[begin Entries shown]
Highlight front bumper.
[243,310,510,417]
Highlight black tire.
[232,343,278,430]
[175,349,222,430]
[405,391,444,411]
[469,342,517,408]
[end Entries shown]
The request:
Count the lines above that contain the word "Highlight" and give only the number.

Finished task:
2